[INPUT MATERIAL — start]
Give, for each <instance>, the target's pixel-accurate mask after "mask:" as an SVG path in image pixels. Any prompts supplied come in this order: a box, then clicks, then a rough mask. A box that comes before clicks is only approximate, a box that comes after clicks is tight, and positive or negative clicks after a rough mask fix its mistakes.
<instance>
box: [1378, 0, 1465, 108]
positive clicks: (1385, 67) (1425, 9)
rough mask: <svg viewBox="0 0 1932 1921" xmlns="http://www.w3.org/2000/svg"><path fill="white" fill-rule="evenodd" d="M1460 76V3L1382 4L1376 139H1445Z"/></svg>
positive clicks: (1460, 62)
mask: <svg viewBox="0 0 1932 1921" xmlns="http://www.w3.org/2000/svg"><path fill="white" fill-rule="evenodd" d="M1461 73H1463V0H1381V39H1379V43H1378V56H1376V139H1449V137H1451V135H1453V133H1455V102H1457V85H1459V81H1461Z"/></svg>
[INPUT MATERIAL — finish]
## TASK TO CARRY OUT
Reproduce the full set of entries above exactly, without dropping a line.

## RESPONSE TO THE EXERCISE
Give, for each <instance>, the target's pixel-accurate mask after "mask:" as an SVG path in image pixels. Any prompts supplied come in this order: a box, then clicks, then a rough mask. A box that comes before clicks is only approximate, a box that comes after clicks is tight, and positive or negative clicks after a rough mask fix its mistakes.
<instance>
box: [1378, 0, 1465, 108]
positive clicks: (1385, 67) (1425, 9)
rough mask: <svg viewBox="0 0 1932 1921" xmlns="http://www.w3.org/2000/svg"><path fill="white" fill-rule="evenodd" d="M1460 76V3L1382 4L1376 139H1445Z"/></svg>
positive clicks: (1460, 62)
mask: <svg viewBox="0 0 1932 1921" xmlns="http://www.w3.org/2000/svg"><path fill="white" fill-rule="evenodd" d="M1461 73H1463V0H1381V39H1379V43H1378V56H1376V139H1449V137H1451V135H1453V133H1455V102H1457V85H1459V81H1461Z"/></svg>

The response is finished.